● **SELECTED EXCERPT**
Fawkes-Lee & Ryan spoke to the Iowa Public Information Board this afternoon (6/19/14). Below is our comments.
Before the Iowa Public Information Board
June 19, 2014
I am Marty Ryan and I represent Fawkes-Lee & Ryan, a “web-based, service-oriented, grassroots small business specifically structured to address the growing need to strengthen specific Constitutional Freedoms and related social issues.” Two of the issues we are dedicated to strengthening are access to public records/open meetings, and privacy.
We believe that openness in government is essential for a healthy democracy to survive.
Likewise, we are dedicated to working toward protecting individual freedoms, with a strong emphasis on privacy.
Often, when the public’s right to know bumps up against a privacy issue, we approach that fork in the road by following the individual’s right to privacy.
An article in the Thursday Des Moines Register cites an author and professor from Indiana who claims to have a “no brainer” solution to an alleged problem of governments and companies not having access to potential employees’ past. He claims that “employers should request or require job applicants and finalists to sign waivers giving their current or previous employers permission to release personnel records and speak freely about the past work performances.” (Emphasis ours.)
While the focus of the article is not about a person’s privacy, it is closely related to the issue of personnel records. Personnel records do not belong in the public eye, whether the employer is the government or a private corporation.
The Indiana professor’s idea cannot fly in Iowa.
Iowa law is more complex than that. Chapter 91B of Iowa law addresses how current employees may obtain copies of information in their personnel record. Further, a former employee, according to a federal lawsuit, cannot have access at all because, well, the person is no longer an employee. If a former employee may not legally obtain a copy of her disciplinary record, why should anyone else be able to gain access?
There are several other reasons why this practice should never be allowed. A disciplinary matter such as absences may be the result of an embarrassing illness. Even if the only piece of the record is the number of absences in a given number of days or months, there can be no allowance for the employee to refute the accusations by the employer or an outside force without possibly giving information that is protected under federal law (HPPA).

● **GOAL**
Reproduce the testimony from "While the focus" to "fly in Iowa.", substituting "nonprofit organization" for "private corporation". The data that comes next is from a separate source and is not part of the testimony.

● **DATASET EXCERPT**
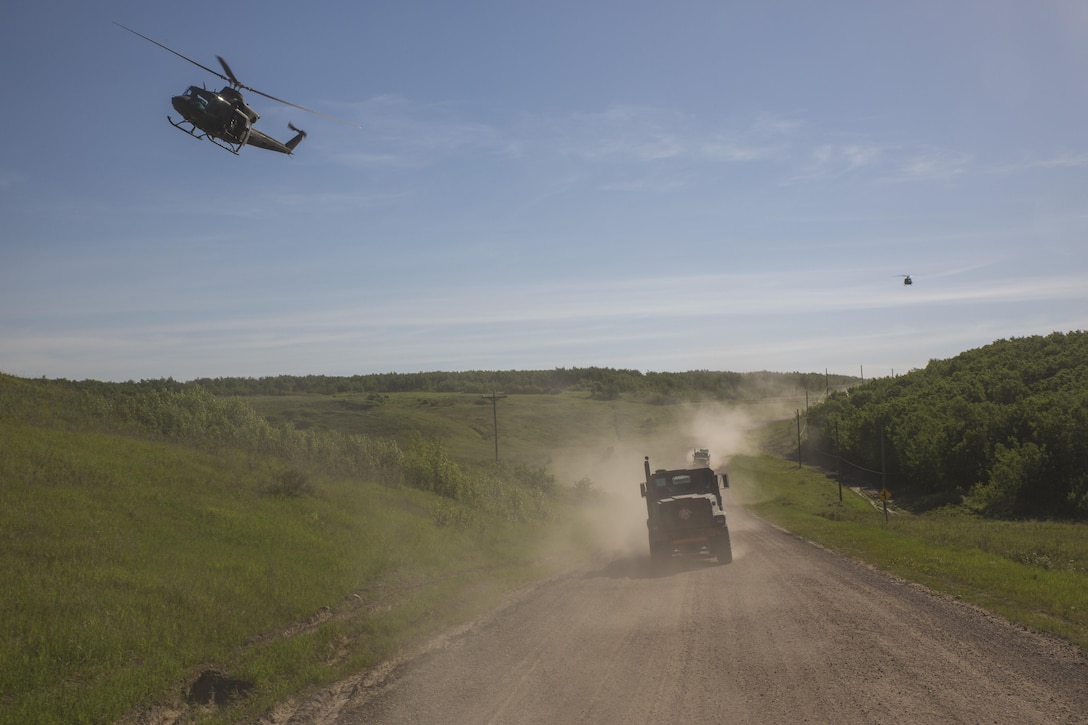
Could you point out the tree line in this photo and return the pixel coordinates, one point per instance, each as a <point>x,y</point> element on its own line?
<point>603,383</point>
<point>1001,430</point>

● **RESULT OF THIS TASK**
While the focus of the article is not about a person’s privacy, it is closely related to the issue of personnel records. Personnel records do not belong in the public eye, whether the employer is the government or a nonprofit organization.
The Indiana professor’s idea cannot fly in Iowa.